DO THIS.
Transcribe all of the records word for word, but omit the pictures.

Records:
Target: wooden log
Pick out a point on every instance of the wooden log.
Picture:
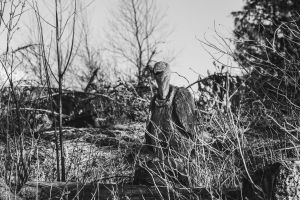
(96, 191)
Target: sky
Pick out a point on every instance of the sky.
(190, 21)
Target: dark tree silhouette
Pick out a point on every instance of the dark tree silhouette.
(267, 47)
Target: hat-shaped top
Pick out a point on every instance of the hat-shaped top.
(161, 67)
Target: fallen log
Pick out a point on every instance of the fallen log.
(97, 191)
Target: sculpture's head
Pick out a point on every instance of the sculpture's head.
(162, 74)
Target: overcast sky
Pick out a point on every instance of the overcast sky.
(190, 20)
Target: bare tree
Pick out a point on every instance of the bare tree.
(137, 35)
(62, 53)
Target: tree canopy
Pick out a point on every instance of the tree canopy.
(267, 34)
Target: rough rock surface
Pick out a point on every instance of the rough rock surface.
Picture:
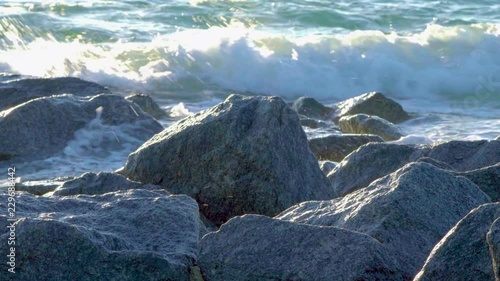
(312, 108)
(327, 166)
(17, 91)
(375, 160)
(132, 235)
(373, 103)
(370, 162)
(148, 105)
(365, 124)
(488, 180)
(464, 253)
(244, 155)
(42, 127)
(408, 211)
(467, 155)
(254, 247)
(493, 239)
(337, 147)
(92, 184)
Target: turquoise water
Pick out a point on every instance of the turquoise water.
(440, 59)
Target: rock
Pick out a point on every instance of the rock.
(148, 105)
(327, 166)
(467, 155)
(42, 127)
(373, 103)
(244, 155)
(370, 162)
(438, 164)
(126, 235)
(493, 239)
(92, 184)
(488, 180)
(337, 147)
(312, 108)
(464, 253)
(375, 160)
(365, 124)
(18, 91)
(408, 211)
(254, 247)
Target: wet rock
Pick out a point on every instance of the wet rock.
(244, 155)
(464, 253)
(337, 147)
(370, 162)
(18, 91)
(327, 166)
(365, 124)
(312, 108)
(148, 105)
(42, 127)
(375, 160)
(493, 239)
(487, 179)
(132, 235)
(373, 103)
(92, 184)
(467, 155)
(408, 211)
(255, 247)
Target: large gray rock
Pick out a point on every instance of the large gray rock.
(464, 253)
(337, 147)
(488, 180)
(15, 92)
(42, 127)
(493, 239)
(467, 155)
(373, 103)
(128, 235)
(365, 124)
(312, 108)
(370, 162)
(375, 160)
(244, 155)
(255, 247)
(148, 105)
(92, 184)
(408, 211)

SOLUTION FOR THIS PROBLEM.
Target: wooden log
Pick out a point on every instance of the wooden log.
Picture:
(96, 191)
Target: sky
Pick out a point on every instance of the sky.
(190, 21)
Target: dark tree silhouette
Pick out a point on every instance of the dark tree silhouette.
(267, 47)
Target: hat-shaped top
Pick out a point on every instance of the hat-shaped top.
(161, 67)
Target: fallen log
Pick out a point on every instance of the fallen log.
(97, 191)
Target: sculpture's head
Pick out a point on every instance of the sculpture's head.
(162, 74)
Target: overcast sky
Pick out a point on every instance of the overcast sky.
(190, 20)
Target: bare tree
Pick out a point on every instance of the bare tree.
(137, 35)
(62, 53)
Target: tree canopy
Pick out a point on every instance of the tree canopy.
(267, 34)
Target: rough rock surface
Pick out a point on every instance of the rough rock surface.
Picture:
(312, 108)
(327, 166)
(17, 91)
(375, 160)
(132, 235)
(373, 103)
(370, 162)
(148, 105)
(365, 124)
(488, 180)
(464, 253)
(244, 155)
(42, 127)
(408, 211)
(467, 155)
(254, 247)
(493, 239)
(337, 147)
(92, 184)
Target: turquoise water
Pick out a point on every instance of the turquoise water.
(440, 59)
Target: rock
Pick out a point on every instance of the rock.
(148, 105)
(327, 166)
(467, 155)
(42, 127)
(373, 103)
(244, 155)
(370, 162)
(438, 164)
(126, 235)
(493, 239)
(92, 184)
(488, 180)
(337, 147)
(312, 108)
(464, 253)
(375, 160)
(365, 124)
(18, 91)
(408, 211)
(254, 247)
Target: wet rock
Pick out a point on every instance of the wet rock.
(244, 155)
(464, 253)
(337, 147)
(370, 162)
(18, 91)
(327, 166)
(365, 124)
(312, 108)
(148, 105)
(42, 127)
(375, 160)
(493, 239)
(487, 179)
(132, 235)
(373, 103)
(92, 184)
(467, 155)
(408, 211)
(255, 247)
Target: large gray rock
Pick out a point on every instance of the large gray rock.
(464, 253)
(337, 147)
(488, 180)
(15, 92)
(42, 127)
(493, 239)
(467, 155)
(373, 103)
(128, 235)
(365, 124)
(312, 108)
(370, 162)
(375, 160)
(244, 155)
(255, 247)
(148, 105)
(92, 184)
(408, 211)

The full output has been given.